Ne İsteniyor — "Target: **black and white photograph**" içeren satırla açılıp "[[[0,10],[0,246],[163,245],[163,0]]]" içeren satırla kapanan bölümü, "location" ifadesini "point" olarak değiştirip geri kalan her şeyi aynen koruyarak yeniden yazın.

Sağlanan Veriler —
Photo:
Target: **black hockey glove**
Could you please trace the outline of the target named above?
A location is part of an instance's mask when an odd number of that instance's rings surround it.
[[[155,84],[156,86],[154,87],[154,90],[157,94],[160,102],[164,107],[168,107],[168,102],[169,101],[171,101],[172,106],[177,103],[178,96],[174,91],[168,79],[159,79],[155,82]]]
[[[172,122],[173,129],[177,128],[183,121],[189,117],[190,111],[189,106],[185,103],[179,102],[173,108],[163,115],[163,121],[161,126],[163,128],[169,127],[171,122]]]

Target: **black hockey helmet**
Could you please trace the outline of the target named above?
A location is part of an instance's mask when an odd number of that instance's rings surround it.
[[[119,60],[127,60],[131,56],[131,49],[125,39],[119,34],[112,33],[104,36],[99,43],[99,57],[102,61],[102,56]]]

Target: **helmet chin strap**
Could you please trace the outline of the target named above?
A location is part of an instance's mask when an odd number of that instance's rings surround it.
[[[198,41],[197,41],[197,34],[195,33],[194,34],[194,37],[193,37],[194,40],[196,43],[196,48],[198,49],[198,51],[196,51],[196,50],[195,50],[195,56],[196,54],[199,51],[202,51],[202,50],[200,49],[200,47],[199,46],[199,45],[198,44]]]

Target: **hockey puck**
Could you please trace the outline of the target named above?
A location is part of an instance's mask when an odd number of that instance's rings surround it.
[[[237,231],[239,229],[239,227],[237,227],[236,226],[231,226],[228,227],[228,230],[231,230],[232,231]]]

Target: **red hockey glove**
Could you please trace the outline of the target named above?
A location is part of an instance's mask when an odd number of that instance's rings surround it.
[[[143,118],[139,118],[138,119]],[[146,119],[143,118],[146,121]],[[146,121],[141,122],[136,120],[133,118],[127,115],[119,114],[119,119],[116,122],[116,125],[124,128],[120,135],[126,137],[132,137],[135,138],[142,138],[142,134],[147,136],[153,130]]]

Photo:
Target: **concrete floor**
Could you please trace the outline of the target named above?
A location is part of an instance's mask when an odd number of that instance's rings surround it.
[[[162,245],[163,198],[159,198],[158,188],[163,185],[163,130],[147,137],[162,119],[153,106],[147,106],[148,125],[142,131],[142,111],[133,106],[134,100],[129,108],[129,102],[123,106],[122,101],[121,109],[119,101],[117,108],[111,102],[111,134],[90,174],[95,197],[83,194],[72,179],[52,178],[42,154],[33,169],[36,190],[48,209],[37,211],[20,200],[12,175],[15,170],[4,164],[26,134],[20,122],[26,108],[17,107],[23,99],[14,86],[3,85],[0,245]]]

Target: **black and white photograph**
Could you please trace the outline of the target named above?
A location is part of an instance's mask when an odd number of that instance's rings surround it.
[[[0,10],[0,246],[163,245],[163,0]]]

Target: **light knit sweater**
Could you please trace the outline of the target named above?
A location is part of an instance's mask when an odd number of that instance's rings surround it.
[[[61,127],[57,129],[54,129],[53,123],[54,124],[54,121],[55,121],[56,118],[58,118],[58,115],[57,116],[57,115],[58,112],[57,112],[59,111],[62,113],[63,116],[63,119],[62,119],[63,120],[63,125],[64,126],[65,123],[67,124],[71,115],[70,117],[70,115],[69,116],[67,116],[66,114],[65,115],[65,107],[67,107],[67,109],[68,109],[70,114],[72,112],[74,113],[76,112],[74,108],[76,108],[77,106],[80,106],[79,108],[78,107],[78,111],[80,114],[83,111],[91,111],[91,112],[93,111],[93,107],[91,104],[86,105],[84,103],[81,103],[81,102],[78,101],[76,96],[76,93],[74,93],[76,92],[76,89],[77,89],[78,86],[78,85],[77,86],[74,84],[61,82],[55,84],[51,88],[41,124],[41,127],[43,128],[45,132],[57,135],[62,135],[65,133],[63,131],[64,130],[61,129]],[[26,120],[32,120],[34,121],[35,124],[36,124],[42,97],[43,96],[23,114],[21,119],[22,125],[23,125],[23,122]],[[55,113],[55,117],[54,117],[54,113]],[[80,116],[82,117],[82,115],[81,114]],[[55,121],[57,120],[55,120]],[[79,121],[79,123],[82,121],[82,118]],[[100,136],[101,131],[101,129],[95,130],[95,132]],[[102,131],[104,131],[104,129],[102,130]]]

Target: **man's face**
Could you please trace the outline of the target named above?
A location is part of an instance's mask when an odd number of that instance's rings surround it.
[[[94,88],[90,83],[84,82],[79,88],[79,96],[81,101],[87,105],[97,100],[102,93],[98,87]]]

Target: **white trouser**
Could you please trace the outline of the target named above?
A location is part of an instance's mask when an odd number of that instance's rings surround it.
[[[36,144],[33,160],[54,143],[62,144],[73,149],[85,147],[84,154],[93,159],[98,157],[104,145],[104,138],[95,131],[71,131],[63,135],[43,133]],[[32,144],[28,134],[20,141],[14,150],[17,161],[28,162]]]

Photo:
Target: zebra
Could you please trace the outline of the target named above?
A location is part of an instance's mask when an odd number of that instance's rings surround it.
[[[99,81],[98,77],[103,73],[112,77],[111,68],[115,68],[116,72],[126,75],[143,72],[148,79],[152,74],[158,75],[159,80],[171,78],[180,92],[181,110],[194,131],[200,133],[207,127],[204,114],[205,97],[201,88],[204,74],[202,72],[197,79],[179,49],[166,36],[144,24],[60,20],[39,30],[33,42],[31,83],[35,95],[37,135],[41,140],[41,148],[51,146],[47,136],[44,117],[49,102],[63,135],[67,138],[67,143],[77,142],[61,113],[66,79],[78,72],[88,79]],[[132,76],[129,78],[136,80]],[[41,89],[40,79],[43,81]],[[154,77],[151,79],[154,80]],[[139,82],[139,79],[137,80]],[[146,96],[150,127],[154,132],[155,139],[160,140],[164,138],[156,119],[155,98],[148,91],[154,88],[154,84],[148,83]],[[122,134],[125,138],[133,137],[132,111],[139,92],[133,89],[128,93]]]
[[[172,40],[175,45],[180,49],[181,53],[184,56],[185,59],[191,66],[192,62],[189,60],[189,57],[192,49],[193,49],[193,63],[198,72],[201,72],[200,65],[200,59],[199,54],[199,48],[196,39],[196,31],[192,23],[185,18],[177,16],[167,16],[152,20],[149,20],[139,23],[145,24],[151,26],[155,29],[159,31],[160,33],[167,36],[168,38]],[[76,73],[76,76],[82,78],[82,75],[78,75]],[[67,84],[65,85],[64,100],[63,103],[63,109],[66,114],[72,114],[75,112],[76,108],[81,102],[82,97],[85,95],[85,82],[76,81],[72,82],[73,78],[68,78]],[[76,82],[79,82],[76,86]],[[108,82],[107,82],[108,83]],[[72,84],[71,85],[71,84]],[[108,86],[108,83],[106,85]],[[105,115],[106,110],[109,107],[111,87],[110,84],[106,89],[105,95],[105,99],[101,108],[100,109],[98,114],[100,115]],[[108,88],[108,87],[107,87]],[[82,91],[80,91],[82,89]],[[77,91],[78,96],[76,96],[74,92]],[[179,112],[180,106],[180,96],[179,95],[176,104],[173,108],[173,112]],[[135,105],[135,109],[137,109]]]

Problemin Çözümü —
Target: **black and white photograph**
Could you please trace the outline of the target named above?
A point is part of an instance's mask when an odd number of that instance's rings surround it.
[[[0,10],[0,246],[163,245],[163,0]]]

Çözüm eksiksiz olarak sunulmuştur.